Vita
Birkan Taş is a postdoctoral researcher at the University of Kassel, leading the research project ‘Disability and Interdependence: AssistanceDogs’. He holds a BA in Psychology from Boğaziçi University in Istanbul and an MA in Cultural Studies from Istanbul Bilgi University. He completed his PhD thesis at the Amsterdam School for Cultural Analysis (University of Amsterdam), which focused on the temporal, political, and affective dynamics of the concept of hope.
His thesis criticizes the instrumentalization of hope as exclusively forward-looking, individualizing, and depoliticizing and attempts to restore hope as a critical resource that has the potential to contribute to theories of time, affect, and knowledge production. His research interests encompass theories of gender and sexuality, human-animal studies, as well as the politics of temporality in disability and queer theory.
Affiliated Project 2018-20
The project aims to create a dialogue between critical animal studies and disability studies by looking at the intersections of oppression, ableism, and speciesism in human and nonhuman animal relations.
Taş will explore the ethical, environmental, and political issues embedded in these two disciplines by engaging with the concepts of vulnerability, interdependence, and care work and by focusing on the representations of service animals and disabled animals in popular culture.

Data to examine:

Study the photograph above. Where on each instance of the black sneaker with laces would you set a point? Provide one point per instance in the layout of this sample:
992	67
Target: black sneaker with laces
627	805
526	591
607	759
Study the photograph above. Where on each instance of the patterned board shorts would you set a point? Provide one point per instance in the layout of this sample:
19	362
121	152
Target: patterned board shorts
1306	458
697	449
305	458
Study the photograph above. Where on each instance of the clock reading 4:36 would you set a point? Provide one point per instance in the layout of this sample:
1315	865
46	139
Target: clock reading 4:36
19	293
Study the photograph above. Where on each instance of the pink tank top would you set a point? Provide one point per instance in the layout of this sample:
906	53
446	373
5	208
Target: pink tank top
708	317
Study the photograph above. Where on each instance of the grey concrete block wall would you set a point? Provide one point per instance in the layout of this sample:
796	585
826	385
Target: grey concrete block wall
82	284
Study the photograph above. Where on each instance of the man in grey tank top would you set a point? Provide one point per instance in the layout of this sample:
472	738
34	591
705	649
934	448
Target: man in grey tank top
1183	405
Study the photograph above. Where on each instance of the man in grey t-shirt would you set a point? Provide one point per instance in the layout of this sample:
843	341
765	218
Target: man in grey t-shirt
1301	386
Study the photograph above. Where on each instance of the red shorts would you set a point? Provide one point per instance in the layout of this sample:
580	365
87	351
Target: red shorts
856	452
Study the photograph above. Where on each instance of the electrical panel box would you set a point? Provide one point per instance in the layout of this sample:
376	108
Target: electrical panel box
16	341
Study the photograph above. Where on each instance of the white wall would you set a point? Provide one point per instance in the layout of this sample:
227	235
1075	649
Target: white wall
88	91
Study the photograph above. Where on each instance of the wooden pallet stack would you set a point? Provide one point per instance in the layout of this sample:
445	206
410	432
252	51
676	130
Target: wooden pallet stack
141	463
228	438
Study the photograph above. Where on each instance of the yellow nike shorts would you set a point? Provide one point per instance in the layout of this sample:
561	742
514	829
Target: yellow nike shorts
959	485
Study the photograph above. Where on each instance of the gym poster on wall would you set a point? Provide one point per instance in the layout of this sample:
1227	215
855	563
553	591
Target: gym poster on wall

Parts of the exercise:
a. From the vita of Birkan Taş, list every concept the affiliated project says Taş will engage with.
b. Continue the vita of Birkan Taş from the point where it stops.

Answers for the tasks:
a. Vulnerability, interdependence, care work

b.
Cripping Time:
Temporal Politics of Disability
ICI Project 2016-18
This project explores the politics of crip time by analyzing three dominant temporal discourses within which experiences of disability are restricted: diagnosis, prognosis, and curative time. Challenging the temporal direction from getting old and becoming disabled towards ageing with disabilities, this textual analysis will investigate creative, destabilizing, and unpredictable instances of crip time and elucidate the links between bodily (un)timings and imagining alternative futures for disability.
Using a number of objects of analysis from disability activism, art, and educational programs of museums for disabled people (Van Abbe Museum, Staatliche Museen zu Berlin), Taş will focus on the ways in which temporal dissonances, transgressions, and re-appropriations within disabled embodiments contest and re-imagine progressive, interventionist, and functionalist framings of time. This temporal exploration has largely been untouched within disability studies, despite its potential of producing new alliances, subject positions, and desires.